-- INFORMATION PROVIDED --
- - - - - - -

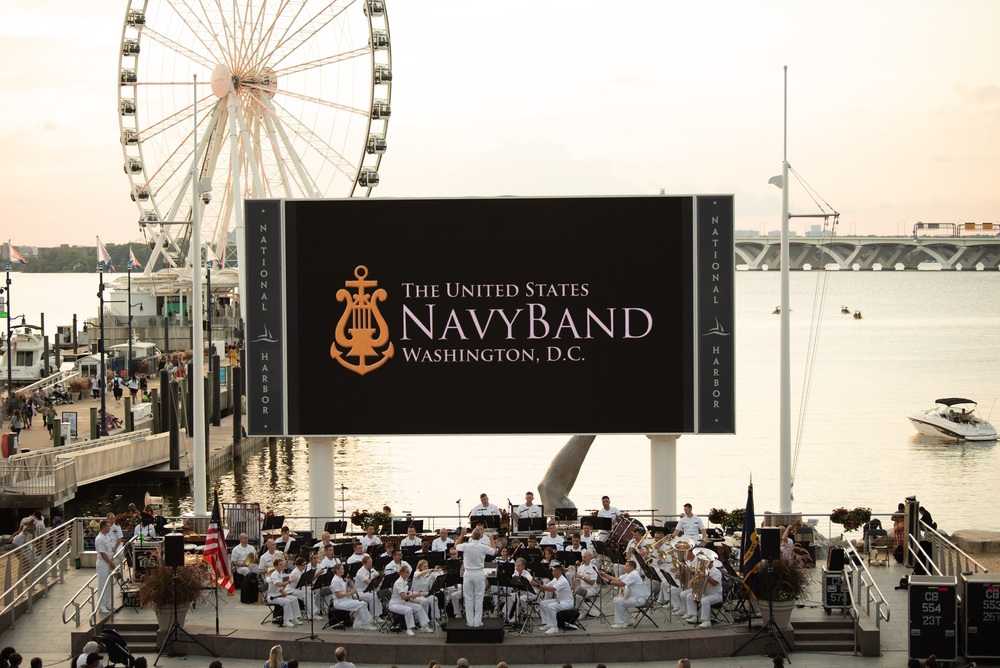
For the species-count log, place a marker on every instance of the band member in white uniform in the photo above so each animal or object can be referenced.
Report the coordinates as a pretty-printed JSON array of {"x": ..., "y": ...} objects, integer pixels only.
[
  {"x": 359, "y": 551},
  {"x": 411, "y": 539},
  {"x": 394, "y": 566},
  {"x": 370, "y": 539},
  {"x": 586, "y": 538},
  {"x": 293, "y": 588},
  {"x": 474, "y": 581},
  {"x": 563, "y": 600},
  {"x": 324, "y": 540},
  {"x": 362, "y": 579},
  {"x": 552, "y": 537},
  {"x": 329, "y": 560},
  {"x": 636, "y": 594},
  {"x": 423, "y": 580},
  {"x": 484, "y": 507},
  {"x": 343, "y": 599},
  {"x": 277, "y": 582},
  {"x": 712, "y": 595},
  {"x": 105, "y": 564},
  {"x": 528, "y": 508},
  {"x": 267, "y": 557},
  {"x": 401, "y": 603},
  {"x": 607, "y": 510},
  {"x": 238, "y": 559},
  {"x": 442, "y": 542},
  {"x": 691, "y": 526},
  {"x": 587, "y": 580},
  {"x": 519, "y": 595}
]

- - - - - - -

Reproduce the rows above with "band member in white uniform" changed to "marching musician dressed in white" and everything else left as it is. Omit the pictures from your version.

-- ANSWER --
For the species-count log, place a marker on every instance of the marching musician dressed in white in the photo above so each animal or object can be referenced.
Report the coordinates as a pretty-printed JSON array of {"x": ..., "y": ...} objects, integer pixels only.
[
  {"x": 359, "y": 551},
  {"x": 411, "y": 539},
  {"x": 394, "y": 566},
  {"x": 370, "y": 539},
  {"x": 586, "y": 538},
  {"x": 293, "y": 588},
  {"x": 474, "y": 581},
  {"x": 563, "y": 600},
  {"x": 324, "y": 540},
  {"x": 362, "y": 579},
  {"x": 552, "y": 537},
  {"x": 329, "y": 560},
  {"x": 636, "y": 594},
  {"x": 423, "y": 580},
  {"x": 484, "y": 507},
  {"x": 343, "y": 599},
  {"x": 277, "y": 582},
  {"x": 712, "y": 595},
  {"x": 105, "y": 564},
  {"x": 528, "y": 508},
  {"x": 267, "y": 557},
  {"x": 401, "y": 603},
  {"x": 607, "y": 510},
  {"x": 238, "y": 559},
  {"x": 442, "y": 542},
  {"x": 691, "y": 526},
  {"x": 587, "y": 580},
  {"x": 519, "y": 595}
]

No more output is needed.